[TASK DATA]
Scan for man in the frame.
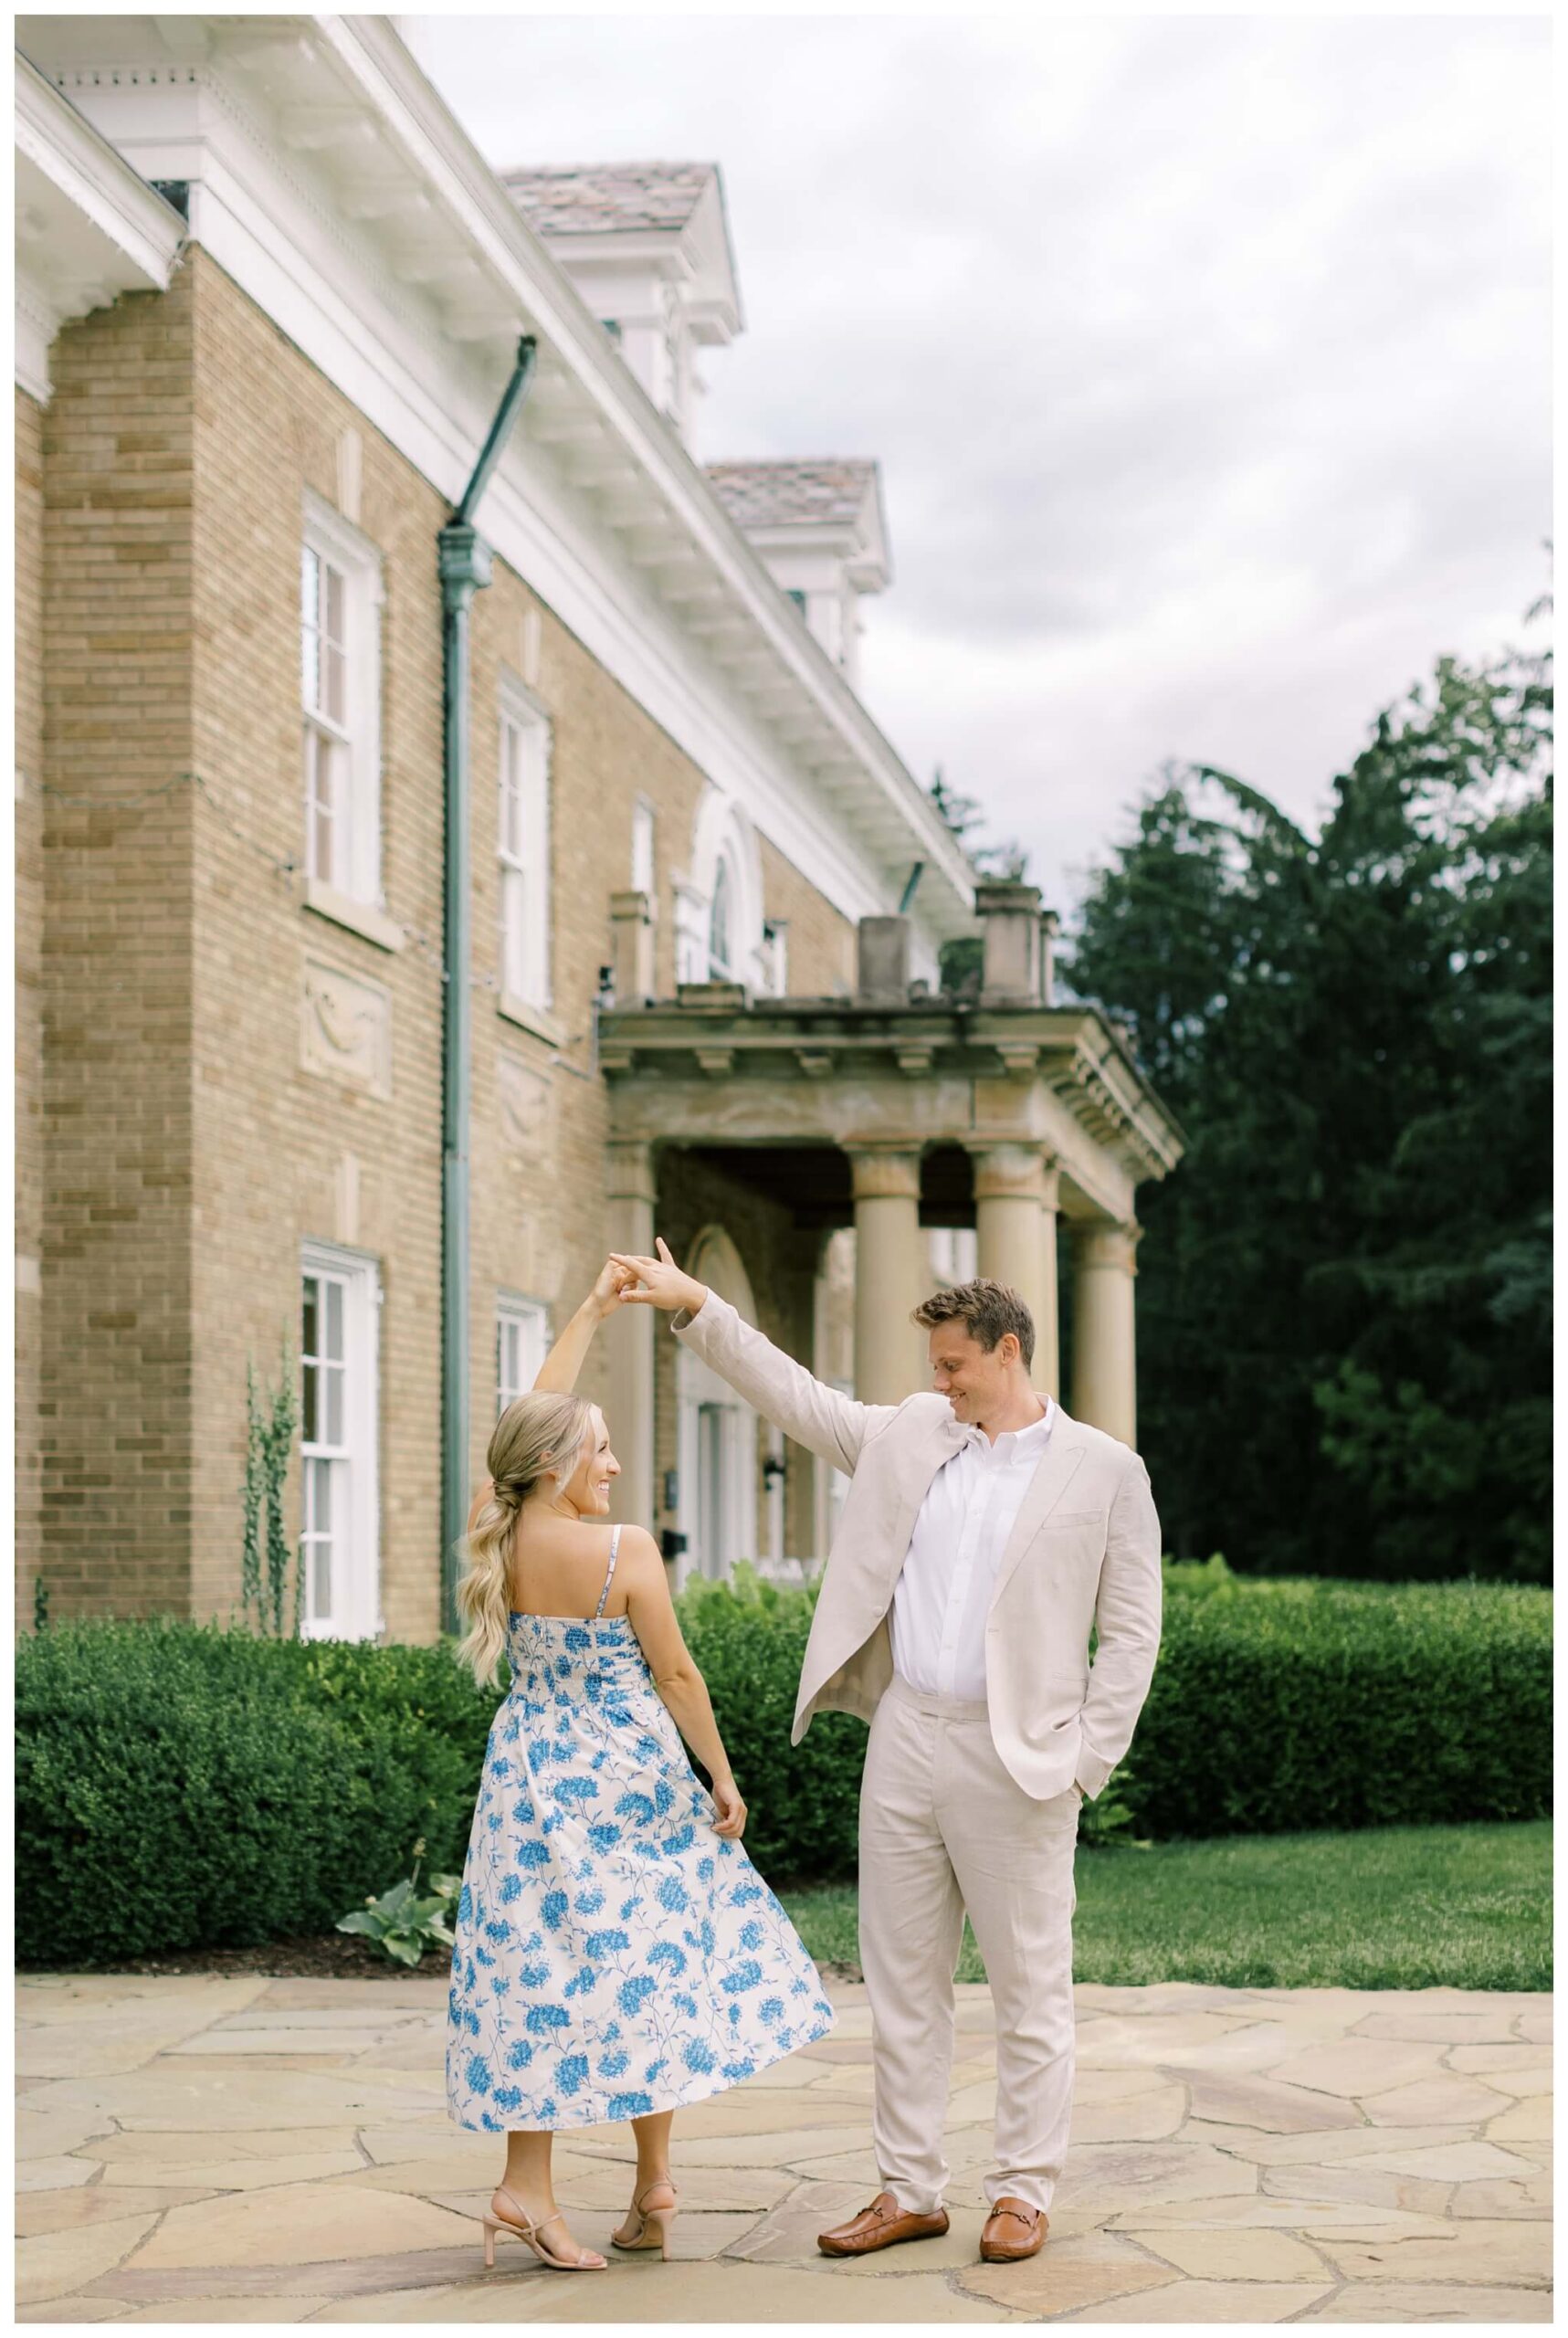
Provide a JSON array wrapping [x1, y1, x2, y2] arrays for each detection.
[[613, 1238, 1162, 2266]]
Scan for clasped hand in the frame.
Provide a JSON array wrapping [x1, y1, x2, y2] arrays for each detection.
[[606, 1236, 707, 1317]]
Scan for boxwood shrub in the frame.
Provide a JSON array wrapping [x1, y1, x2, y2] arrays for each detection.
[[16, 1564, 1550, 1966]]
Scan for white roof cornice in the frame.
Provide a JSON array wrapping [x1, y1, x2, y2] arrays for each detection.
[[318, 16, 973, 940], [14, 51, 184, 398]]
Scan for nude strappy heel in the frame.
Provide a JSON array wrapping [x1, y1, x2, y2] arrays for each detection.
[[612, 2176, 679, 2259], [481, 2185, 605, 2271]]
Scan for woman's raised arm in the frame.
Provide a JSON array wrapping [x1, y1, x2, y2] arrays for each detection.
[[530, 1259, 637, 1394]]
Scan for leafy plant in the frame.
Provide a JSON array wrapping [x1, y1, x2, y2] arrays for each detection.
[[337, 1840, 461, 1967], [241, 1348, 300, 1636], [1079, 1755, 1143, 1849]]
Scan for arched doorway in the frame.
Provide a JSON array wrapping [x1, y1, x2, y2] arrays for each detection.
[[676, 1226, 760, 1586]]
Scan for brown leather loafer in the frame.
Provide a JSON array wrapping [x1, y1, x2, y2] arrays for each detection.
[[980, 2196, 1047, 2261], [817, 2189, 950, 2257]]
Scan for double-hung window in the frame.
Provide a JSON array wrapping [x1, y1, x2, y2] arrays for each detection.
[[300, 1241, 381, 1640], [498, 679, 552, 1010], [301, 494, 383, 907], [497, 1295, 550, 1415]]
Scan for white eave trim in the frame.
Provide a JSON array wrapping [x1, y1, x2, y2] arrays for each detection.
[[15, 52, 184, 400], [15, 53, 184, 290]]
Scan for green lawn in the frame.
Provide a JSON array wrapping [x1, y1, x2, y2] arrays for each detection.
[[780, 1821, 1552, 1993]]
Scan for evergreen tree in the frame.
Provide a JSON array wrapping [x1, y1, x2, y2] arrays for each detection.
[[1067, 637, 1551, 1582]]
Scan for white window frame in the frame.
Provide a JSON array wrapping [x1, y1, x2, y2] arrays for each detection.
[[497, 1293, 550, 1414], [300, 492, 384, 909], [299, 1239, 382, 1642], [631, 795, 657, 898], [498, 675, 552, 1011], [707, 854, 735, 980]]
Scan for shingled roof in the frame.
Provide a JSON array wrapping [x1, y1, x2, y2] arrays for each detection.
[[501, 162, 718, 237], [704, 460, 879, 532]]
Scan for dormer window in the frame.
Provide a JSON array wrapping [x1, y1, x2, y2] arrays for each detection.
[[708, 858, 733, 980], [502, 163, 742, 447], [704, 461, 889, 693]]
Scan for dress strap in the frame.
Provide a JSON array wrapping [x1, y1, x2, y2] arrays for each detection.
[[594, 1524, 623, 1618]]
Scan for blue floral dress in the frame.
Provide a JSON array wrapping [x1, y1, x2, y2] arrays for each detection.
[[446, 1527, 836, 2131]]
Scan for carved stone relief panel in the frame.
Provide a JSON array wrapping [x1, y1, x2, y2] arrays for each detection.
[[497, 1053, 554, 1161], [300, 954, 393, 1101]]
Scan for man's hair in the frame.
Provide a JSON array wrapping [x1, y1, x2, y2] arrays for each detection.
[[911, 1279, 1035, 1371]]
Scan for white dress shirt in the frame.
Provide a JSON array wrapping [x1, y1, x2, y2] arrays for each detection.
[[889, 1398, 1057, 1702]]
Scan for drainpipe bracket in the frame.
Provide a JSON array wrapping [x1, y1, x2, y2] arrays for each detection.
[[439, 522, 492, 603]]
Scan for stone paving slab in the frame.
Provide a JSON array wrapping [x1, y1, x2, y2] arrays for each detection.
[[16, 1975, 1552, 2322]]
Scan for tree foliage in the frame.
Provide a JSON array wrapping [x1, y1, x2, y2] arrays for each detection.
[[1066, 635, 1552, 1582]]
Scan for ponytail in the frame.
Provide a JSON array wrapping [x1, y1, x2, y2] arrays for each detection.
[[454, 1391, 594, 1686]]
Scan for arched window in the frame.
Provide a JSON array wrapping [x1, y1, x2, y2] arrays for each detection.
[[708, 858, 733, 979]]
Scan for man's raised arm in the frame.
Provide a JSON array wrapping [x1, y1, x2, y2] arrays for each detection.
[[612, 1237, 891, 1473]]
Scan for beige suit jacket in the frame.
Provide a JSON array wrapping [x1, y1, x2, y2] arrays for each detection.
[[671, 1291, 1163, 1803]]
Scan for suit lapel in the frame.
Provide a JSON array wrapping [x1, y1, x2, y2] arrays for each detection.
[[798, 1404, 966, 1713], [878, 1409, 969, 1596], [987, 1413, 1088, 1614]]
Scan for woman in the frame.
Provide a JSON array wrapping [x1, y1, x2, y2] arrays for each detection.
[[446, 1259, 836, 2273]]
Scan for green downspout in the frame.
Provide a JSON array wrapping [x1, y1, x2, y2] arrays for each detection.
[[439, 335, 538, 1632]]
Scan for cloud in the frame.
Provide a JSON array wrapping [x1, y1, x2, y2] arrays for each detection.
[[407, 13, 1551, 908]]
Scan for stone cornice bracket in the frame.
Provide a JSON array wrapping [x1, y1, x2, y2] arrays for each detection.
[[894, 1044, 934, 1078], [694, 1048, 735, 1077], [796, 1048, 834, 1079], [994, 1039, 1039, 1081]]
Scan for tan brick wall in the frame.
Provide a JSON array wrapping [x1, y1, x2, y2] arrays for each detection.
[[28, 247, 868, 1633], [16, 386, 46, 1623], [37, 278, 198, 1617], [183, 248, 450, 1639], [759, 832, 855, 997]]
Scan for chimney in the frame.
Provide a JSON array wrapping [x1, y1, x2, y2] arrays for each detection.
[[608, 889, 657, 1005], [856, 914, 911, 1005], [976, 879, 1046, 1005]]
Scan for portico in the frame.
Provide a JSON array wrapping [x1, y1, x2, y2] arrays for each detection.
[[598, 884, 1184, 1532]]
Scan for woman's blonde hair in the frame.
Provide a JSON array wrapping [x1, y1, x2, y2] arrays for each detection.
[[454, 1390, 595, 1687]]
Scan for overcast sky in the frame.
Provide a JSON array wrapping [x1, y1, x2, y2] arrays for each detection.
[[406, 13, 1551, 915]]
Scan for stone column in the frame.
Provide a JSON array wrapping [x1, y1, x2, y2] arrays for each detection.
[[848, 1147, 926, 1405], [1070, 1219, 1141, 1444], [605, 1138, 658, 1524], [971, 1143, 1061, 1394]]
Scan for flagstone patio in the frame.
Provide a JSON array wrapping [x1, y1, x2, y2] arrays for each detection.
[[16, 1974, 1551, 2322]]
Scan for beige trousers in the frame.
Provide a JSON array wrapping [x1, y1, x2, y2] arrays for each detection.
[[858, 1673, 1080, 2217]]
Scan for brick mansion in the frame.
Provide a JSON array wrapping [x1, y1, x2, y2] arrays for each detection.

[WHAT TO WORK ON]
Pictures are to be left out; all other data must be returned exactly.

[EXPECTED ANSWER]
Scan for man in the frame.
Provide a JSON array wrapping [x1, y1, x2, y2] arrays for each detection.
[[613, 1238, 1162, 2266]]
Scan for clasped hand in the frame.
Provide a JSON array wrapping [x1, y1, x2, y2] arrays for each detection.
[[606, 1236, 707, 1317]]
Scan for boxwood shrub in the frame.
Provide a JSON array wrapping [x1, y1, x2, y2] arrays for each detection.
[[16, 1564, 1550, 1966]]
Scan for white roof cornice in the frame.
Provide a JSON array wrapping [x1, y1, x2, y2] arrays for each detection.
[[318, 16, 973, 940], [14, 51, 184, 398]]
Scan for nude strappy heel in the frame.
Provide a JSON array wrapping [x1, y1, x2, y2] arrays for each detection.
[[612, 2176, 679, 2259], [481, 2185, 605, 2271]]
Scan for woman's raised arm in the frame.
Provide a JSON array wrapping [x1, y1, x2, y2] arrays for each detection.
[[530, 1259, 637, 1394]]
Scan for leafy plant in the frame.
Provide a JSON array wrapping [x1, y1, x2, y2] arrays for each detection.
[[337, 1840, 461, 1967], [241, 1348, 300, 1636], [1079, 1755, 1143, 1849]]
Scan for arched doorway in the frame.
Provide a JSON array wrapping [x1, y1, x2, y2] arrays for each detection.
[[676, 1226, 760, 1586]]
Scan for brown leather loafer in the frame.
Provide a JSON array wrapping [x1, y1, x2, y2] arrays for each detection.
[[980, 2196, 1047, 2261], [817, 2189, 950, 2257]]
Scan for double-hung window in the frame.
Provide a JSON array wrapping [x1, y1, x2, y2] arrays for each detection.
[[300, 1241, 381, 1640], [498, 679, 552, 1010], [301, 494, 383, 907], [497, 1295, 550, 1415]]
Scan for white eave trim in the frame.
Provide a JSON array wrapping [x1, y1, x2, y2] arrays for each detection.
[[15, 52, 184, 400], [15, 53, 184, 290]]
Scan for green lawn in the frame.
Provide a JSON array wrapping [x1, y1, x2, y2] arrays for each detection.
[[780, 1821, 1552, 1993]]
Scan for evergreen tree in the frame.
Provide a JSON array wrapping [x1, y1, x2, y2] arrays for each detection.
[[1067, 637, 1551, 1582]]
Scan for white window frame in the frame.
Provide a JSON array wrapping [x1, y1, x2, y2] arrays for each detection.
[[497, 1293, 550, 1414], [300, 492, 384, 909], [299, 1239, 382, 1642], [631, 795, 657, 898], [498, 675, 552, 1011], [707, 854, 735, 980]]
Scan for shingled roof in the frame.
Provide a JSON array wrapping [x1, y1, x2, y2] arrays for each detection.
[[501, 162, 718, 237], [704, 460, 879, 532]]
Scan for dormer window in the frame.
Provide a JSON array wrapping [x1, y1, x2, y2] arrays for each detection.
[[708, 858, 733, 980], [502, 163, 742, 447], [704, 461, 889, 693]]
Scan for dress strap in the frame.
Provide a JSON array wrapping [x1, y1, x2, y2] arrays for each detection.
[[594, 1524, 623, 1618]]
Scan for blue floral dress in the frame.
Provide a JSON array wrapping [x1, y1, x2, y2] arrays for each detection.
[[446, 1527, 836, 2131]]
Scan for carved stone relief panel in the frame.
Provide a JSON array wrapping [x1, y1, x2, y2] arrays for each detection.
[[497, 1053, 554, 1161], [300, 954, 393, 1101]]
Scan for man's hair in the frame.
Provide a JSON array wrapping [x1, y1, x2, y2] arrays for each detection.
[[911, 1279, 1035, 1371]]
Scan for white dress shirt in the frame.
Provide a JSON array wrapping [x1, y1, x2, y2] arrays for each detection.
[[889, 1398, 1057, 1702]]
Scan for drainpipe bracket in the frame.
Provide a JSON array wrapping [x1, y1, x2, y2] arrays for each detection.
[[439, 522, 492, 603]]
Scan for stone paving slab in the frame.
Provide a JSON array wrapping [x1, y1, x2, y2] arrays for each detection.
[[16, 1975, 1552, 2322]]
Scan for tree foliage in the frame.
Provide a JSON array wrapping [x1, y1, x2, y2] arrays for each detection.
[[1066, 635, 1552, 1582]]
Scan for ponytail in the frame.
Provide a JSON array wrapping [x1, y1, x2, y2] arrays for each detection.
[[454, 1391, 594, 1686]]
Scan for arched window in the frame.
Provide a JSON array wrapping [x1, y1, x2, y2] arrays for each detection.
[[708, 858, 733, 979]]
Scan for man's raised arm in the frame.
Provide a JSON array wrapping [x1, y1, x2, y2] arrays for each detection.
[[612, 1237, 891, 1473]]
Scan for beige suit jacket in the frame.
Provide a JSON array wrapping [x1, y1, x2, y2] arrays for each detection.
[[671, 1291, 1163, 1803]]
Scan for suit lapel in the frame.
Provide a JSON array wrapping [x1, y1, x2, y2] arrays for each detection.
[[798, 1404, 966, 1713], [878, 1409, 969, 1596], [987, 1413, 1088, 1614]]
Scan for woman in the frame.
Provide a JSON array wrapping [x1, y1, x2, y2] arrays for each detection.
[[446, 1259, 836, 2273]]
Scan for green downspout in the frame.
Provide a JSON array wrapping [x1, y1, x2, y2] arrays for each detection.
[[439, 335, 538, 1632]]
Scan for cloud in the frame.
Provide a JSON array wrapping [x1, y1, x2, y2] arrays for each detection.
[[407, 13, 1551, 908]]
Scan for stone cornice bracket in the frame.
Provide a JSON array wrapping [x1, y1, x2, y2] arrays for each detection.
[[894, 1044, 934, 1078], [694, 1048, 735, 1077], [796, 1048, 834, 1079], [994, 1039, 1039, 1081]]
Scan for tan brick wall in the frame.
Provide a JSON array wrapping [x1, y1, x2, y2] arrays for each detection.
[[28, 247, 868, 1633], [16, 386, 46, 1623], [37, 278, 198, 1617], [183, 248, 450, 1639], [759, 832, 855, 997]]
Scan for chimney in the frame.
Provide a JSON array wrapping [x1, y1, x2, y2] arrays for each detection.
[[608, 889, 657, 1005], [856, 914, 911, 1005], [976, 879, 1046, 1005]]
Scan for portico in the frame.
Provide a JSON array wrapping [x1, y1, x2, y2] arrays for each detection.
[[598, 884, 1184, 1532]]
Scan for woman's blonde hair in the frame.
Provide a JSON array wrapping [x1, y1, x2, y2] arrays for each detection.
[[454, 1390, 595, 1687]]
Scan for overcast sky in the frame.
Provide a JSON array wrapping [x1, y1, x2, y2] arrays for each detection.
[[406, 13, 1551, 915]]
Scan for stone column in the frame.
Provide a JSON array wrapping [x1, y1, x2, y2] arrays for each detection.
[[848, 1147, 926, 1405], [1070, 1219, 1141, 1444], [605, 1138, 658, 1524], [971, 1143, 1061, 1394]]
Scan for flagstone patio in the frame.
Provide a JSON array wrapping [x1, y1, x2, y2] arrays for each detection.
[[16, 1974, 1551, 2322]]
Scan for beige trousers in the frame.
Provide a JSON array wrapping [x1, y1, x2, y2] arrays for each detection.
[[858, 1673, 1080, 2217]]
Scan for brick mansion in the frame.
Provide a JSON array wrapping [x1, y1, x2, y2] arrays for each detection.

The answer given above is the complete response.